→ WRITTEN PROBLEM
Please rewrite every line from the one containing "For the evaluation set, tag each instance of the gravel" up to and including the final line, keeping each line's text unchanged but offsetting every coordinate by adding 12 to both numbers in each pair.

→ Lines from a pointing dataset
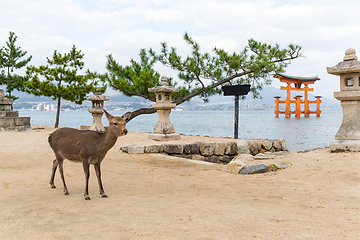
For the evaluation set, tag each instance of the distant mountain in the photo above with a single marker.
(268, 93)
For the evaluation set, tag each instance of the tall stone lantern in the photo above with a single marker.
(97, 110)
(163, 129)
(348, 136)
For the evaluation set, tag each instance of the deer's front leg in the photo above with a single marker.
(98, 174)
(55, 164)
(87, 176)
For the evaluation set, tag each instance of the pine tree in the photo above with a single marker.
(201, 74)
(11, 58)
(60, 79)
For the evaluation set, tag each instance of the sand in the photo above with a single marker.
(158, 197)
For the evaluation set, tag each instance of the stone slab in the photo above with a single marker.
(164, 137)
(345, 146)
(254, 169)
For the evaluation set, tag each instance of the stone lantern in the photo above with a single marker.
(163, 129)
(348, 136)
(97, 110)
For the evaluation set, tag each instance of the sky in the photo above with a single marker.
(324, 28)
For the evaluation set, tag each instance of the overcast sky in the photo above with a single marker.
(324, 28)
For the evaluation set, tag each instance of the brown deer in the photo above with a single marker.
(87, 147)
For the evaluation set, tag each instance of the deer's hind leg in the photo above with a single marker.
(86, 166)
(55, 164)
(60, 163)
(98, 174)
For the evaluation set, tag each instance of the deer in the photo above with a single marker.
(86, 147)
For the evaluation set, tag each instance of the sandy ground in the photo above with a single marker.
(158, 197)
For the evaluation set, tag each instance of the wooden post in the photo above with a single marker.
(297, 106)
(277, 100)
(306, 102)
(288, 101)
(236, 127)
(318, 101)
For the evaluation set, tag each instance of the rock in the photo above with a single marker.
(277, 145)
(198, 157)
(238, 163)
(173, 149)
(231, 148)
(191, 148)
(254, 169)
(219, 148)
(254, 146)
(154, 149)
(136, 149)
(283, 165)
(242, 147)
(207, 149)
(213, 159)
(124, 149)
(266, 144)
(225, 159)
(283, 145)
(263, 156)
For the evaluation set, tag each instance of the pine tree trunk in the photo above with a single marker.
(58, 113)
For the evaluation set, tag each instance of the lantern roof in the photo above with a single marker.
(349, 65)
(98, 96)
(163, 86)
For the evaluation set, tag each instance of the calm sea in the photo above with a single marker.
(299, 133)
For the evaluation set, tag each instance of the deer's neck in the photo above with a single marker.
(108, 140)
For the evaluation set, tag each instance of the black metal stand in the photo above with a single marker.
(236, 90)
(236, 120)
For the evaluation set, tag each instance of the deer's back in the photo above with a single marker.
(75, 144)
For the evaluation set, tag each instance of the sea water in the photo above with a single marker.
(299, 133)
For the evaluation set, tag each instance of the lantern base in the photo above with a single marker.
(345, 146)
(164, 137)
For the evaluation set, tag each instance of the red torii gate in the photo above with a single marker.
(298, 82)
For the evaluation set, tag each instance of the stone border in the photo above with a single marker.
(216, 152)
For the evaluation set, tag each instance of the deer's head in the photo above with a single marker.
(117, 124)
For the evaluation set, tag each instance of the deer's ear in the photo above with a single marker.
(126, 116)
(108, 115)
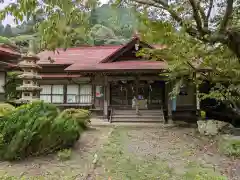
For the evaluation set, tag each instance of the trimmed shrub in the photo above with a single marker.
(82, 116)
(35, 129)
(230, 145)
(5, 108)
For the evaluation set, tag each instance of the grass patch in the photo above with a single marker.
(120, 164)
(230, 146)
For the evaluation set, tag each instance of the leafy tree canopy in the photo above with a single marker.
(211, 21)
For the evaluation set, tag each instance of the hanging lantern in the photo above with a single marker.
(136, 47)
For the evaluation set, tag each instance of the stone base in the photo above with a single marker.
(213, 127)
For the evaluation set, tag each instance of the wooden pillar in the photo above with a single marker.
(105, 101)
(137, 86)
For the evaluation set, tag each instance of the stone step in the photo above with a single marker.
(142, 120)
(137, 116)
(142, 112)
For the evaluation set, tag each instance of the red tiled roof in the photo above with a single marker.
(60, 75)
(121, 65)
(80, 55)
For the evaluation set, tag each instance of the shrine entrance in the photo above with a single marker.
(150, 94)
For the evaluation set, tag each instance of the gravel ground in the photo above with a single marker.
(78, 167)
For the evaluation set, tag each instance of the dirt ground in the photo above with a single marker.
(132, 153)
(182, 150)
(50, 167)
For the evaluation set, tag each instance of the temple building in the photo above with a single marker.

→ SOLUTION TO THIS PROBLEM
For the evaluation set, tag each instance of the gravel ground in the photo above with a single marker.
(90, 179)
For the evaluation set, tag each instance of the dirt ground in the photo above with a single marker.
(144, 165)
(194, 162)
(62, 179)
For the evaluation set, tag each instance of the temple building in the photo above with a single marker.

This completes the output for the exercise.